**PROBLEM REQUIREMENTS**
Change each "bounding box" in the lines below to "rectangle", and return all the lines with nothing else altered.

■ ■ ■ ■

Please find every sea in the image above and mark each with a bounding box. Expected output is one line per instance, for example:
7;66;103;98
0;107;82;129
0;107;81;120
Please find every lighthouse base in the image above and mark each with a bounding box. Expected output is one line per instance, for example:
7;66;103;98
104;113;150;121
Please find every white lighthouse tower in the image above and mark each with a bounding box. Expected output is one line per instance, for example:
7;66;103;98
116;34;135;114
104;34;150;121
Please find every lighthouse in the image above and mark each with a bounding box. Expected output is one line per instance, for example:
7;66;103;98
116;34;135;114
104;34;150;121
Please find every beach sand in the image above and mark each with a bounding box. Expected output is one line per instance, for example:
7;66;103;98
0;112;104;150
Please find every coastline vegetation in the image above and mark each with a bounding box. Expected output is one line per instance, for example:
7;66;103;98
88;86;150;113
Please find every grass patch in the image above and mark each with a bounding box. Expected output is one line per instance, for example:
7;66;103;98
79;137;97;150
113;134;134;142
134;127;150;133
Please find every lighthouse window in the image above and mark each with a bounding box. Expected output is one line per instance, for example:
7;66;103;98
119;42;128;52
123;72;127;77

■ ■ ■ ■

**RESULT**
Please find every sea in the image above and mark each with a rectangle. Expected output is one line per instance, for example:
7;66;103;98
0;107;82;129
0;107;81;120
Please find every lighthouse base in the image above and mark each with a rectangle. Expected output is one line per instance, for example:
7;66;103;98
104;113;150;121
Please find every white lighthouse tower in the image above and mark each with a rectangle. Expected output is one line per instance, for example:
7;66;103;98
116;34;135;114
104;34;150;121
Please find every lighthouse in the image above and mark each with a rectangle. Expected output is one line per instance, for example:
7;66;103;98
116;34;135;114
104;34;150;121
Please find every beach sand in the image above and mark each with a rectangle. Expected output is one line per instance, for example:
7;66;103;98
0;112;104;150
Please find every coastline vegetation in the image above and mark each with a rectangle. Expected output is one line per instance, for example:
7;66;103;98
88;86;150;113
Please find every grass patch in the image above and mark each with a rectangle. Expected output is one line per instance, for example:
7;66;103;98
79;137;97;150
113;134;134;142
134;127;150;133
Please find every lighthouse window in the image above and mark each with a rectangle. Expected output is one line per instance, for example:
7;66;103;98
119;42;128;52
123;72;127;77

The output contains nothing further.